- _Given instruction_: Can you retype the forum thread about telling a rat's age word for word, starting with "Yeah, I know" and going on through "(Jul 27, 2012)"?

- _Provided text_:
···
I have always heard that pet stores separate the rats by size being "small rats" 2-4 months old. "medium rats" 4-6 months old. "large/jumbo rats" 6+ months old. Im not sure if every pet store does it that way, but thats what I was told by a few in my area.


----------



## Hey-Fay (Jul 8, 2013)

Post some photos of your boys. A few of their face, a few of their body next to something for comparison, like a ruler or remote.


----------



## PawsandClaws (Jul 22, 2014)

Size is normally a good indication of age plus an inspection of the teeth. Weight does not tell much since it easily fluctuates and is based on the individual rat. If you post a picture of the rats standing by something easily recognizable like a coke can, we can guesstimate the age. Again, this won't be 100% accurate, but it can give you a general idea. Plus we love seeing pictures anyway! ;D


----------



## AmyP (Oct 14, 2014)

I shall attempt it...the little buggers are always moving unless they are trying to chew off my lip which doesn't make for a good picture taking opportunity. I may have to call in a sports photographer...


----------



## PawsandClaws (Jul 22, 2014)

Yeah, I know the feeling. I have to bribe my boys with yummy treats to get them to stay still for even a second. Maybe you could do that too? Distract them with a cheerio or something similar whilst you take a quick snap.


----------



## Isamurat (Jul 27, 2012)

I find size not the best guide, i do a lot better with body shape and head size in realtion to each other. Oh and coat, it can help too. Depending on the stage of there developement all those things vary a fair amount. Size could just be saying you have a smaller than average rat, or a bigger than average rat. If i posted some photos of my breeder lads as babies for a size comparison it would be quite amusing lol, in fact in my first litter i had 3 new borns which were 3 times the size of my third litter and whilst the gap closes over the months it can be quite misleading.
···
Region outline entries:
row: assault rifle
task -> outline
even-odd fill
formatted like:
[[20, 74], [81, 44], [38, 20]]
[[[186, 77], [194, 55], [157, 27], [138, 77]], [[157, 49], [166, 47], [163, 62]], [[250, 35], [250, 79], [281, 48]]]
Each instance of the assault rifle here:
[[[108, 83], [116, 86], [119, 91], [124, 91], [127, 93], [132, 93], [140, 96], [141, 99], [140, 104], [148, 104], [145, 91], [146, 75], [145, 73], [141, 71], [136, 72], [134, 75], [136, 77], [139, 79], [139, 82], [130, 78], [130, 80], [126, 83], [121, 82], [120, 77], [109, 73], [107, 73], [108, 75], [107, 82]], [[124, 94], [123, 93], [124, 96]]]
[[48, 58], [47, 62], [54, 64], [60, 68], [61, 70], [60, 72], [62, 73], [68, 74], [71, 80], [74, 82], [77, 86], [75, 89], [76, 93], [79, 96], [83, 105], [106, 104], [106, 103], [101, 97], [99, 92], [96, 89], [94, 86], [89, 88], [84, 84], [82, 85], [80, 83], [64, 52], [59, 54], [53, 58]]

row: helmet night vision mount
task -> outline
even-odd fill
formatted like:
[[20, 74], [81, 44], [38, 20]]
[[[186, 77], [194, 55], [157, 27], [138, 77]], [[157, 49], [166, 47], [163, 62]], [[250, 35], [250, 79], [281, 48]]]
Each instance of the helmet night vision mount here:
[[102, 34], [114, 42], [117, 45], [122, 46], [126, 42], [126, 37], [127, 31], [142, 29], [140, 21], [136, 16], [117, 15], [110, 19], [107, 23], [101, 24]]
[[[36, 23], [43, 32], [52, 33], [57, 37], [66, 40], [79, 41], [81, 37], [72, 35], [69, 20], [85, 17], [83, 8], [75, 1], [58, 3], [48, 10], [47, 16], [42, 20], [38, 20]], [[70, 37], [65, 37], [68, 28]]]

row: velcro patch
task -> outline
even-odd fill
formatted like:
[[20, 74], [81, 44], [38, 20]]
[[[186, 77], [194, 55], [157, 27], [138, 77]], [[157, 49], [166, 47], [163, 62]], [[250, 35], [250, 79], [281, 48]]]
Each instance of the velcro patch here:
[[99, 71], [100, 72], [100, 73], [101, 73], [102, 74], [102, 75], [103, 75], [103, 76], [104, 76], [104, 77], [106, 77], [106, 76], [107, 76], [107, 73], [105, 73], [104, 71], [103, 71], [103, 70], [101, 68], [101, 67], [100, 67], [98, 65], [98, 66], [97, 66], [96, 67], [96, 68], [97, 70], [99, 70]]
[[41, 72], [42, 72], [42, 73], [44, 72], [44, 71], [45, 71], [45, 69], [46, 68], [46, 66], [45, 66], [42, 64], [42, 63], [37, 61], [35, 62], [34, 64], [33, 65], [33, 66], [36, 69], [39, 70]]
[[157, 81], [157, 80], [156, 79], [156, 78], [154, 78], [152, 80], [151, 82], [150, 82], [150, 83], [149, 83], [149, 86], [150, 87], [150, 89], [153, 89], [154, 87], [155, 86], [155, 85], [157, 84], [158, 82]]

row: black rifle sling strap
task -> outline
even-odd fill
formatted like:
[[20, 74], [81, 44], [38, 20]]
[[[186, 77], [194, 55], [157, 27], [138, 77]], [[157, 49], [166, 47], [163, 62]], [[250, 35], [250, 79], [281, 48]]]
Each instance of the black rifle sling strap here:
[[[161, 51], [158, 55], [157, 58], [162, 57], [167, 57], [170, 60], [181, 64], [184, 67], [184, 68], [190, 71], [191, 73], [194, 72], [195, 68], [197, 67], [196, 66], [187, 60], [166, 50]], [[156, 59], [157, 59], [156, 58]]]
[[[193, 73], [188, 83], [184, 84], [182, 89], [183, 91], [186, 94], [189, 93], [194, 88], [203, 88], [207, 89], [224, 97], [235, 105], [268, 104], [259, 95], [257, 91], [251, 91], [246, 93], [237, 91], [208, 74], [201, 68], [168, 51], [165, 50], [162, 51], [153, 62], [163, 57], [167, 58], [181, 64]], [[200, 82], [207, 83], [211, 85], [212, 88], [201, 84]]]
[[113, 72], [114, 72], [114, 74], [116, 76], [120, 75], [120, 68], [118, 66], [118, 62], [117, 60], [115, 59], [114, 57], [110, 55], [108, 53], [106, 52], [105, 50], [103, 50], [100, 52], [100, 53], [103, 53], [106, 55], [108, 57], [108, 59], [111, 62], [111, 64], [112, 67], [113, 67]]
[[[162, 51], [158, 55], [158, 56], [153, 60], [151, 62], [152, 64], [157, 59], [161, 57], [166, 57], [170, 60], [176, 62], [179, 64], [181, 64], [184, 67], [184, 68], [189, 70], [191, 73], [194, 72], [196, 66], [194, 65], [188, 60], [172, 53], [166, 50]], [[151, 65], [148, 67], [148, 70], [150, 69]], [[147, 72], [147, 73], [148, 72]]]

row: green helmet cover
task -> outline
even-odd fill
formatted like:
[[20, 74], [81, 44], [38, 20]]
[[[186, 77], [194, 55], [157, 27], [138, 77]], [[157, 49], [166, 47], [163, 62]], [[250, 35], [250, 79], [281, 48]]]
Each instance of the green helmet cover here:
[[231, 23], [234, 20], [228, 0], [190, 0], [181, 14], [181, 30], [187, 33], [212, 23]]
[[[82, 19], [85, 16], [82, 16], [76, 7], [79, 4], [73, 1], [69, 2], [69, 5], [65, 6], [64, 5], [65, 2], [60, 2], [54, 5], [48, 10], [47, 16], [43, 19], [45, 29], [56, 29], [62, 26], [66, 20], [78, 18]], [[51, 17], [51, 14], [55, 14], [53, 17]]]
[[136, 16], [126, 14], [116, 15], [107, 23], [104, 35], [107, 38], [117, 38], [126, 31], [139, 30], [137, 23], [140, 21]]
···
- _Written answer_:
Yeah, I know the feeling. I have to bribe my boys with yummy treats to get them to stay still for even a second. Maybe you could do that too? Distract them with a cheerio or something similar whilst you take a quick snap.


----------



## Isamurat (Jul 27, 2012)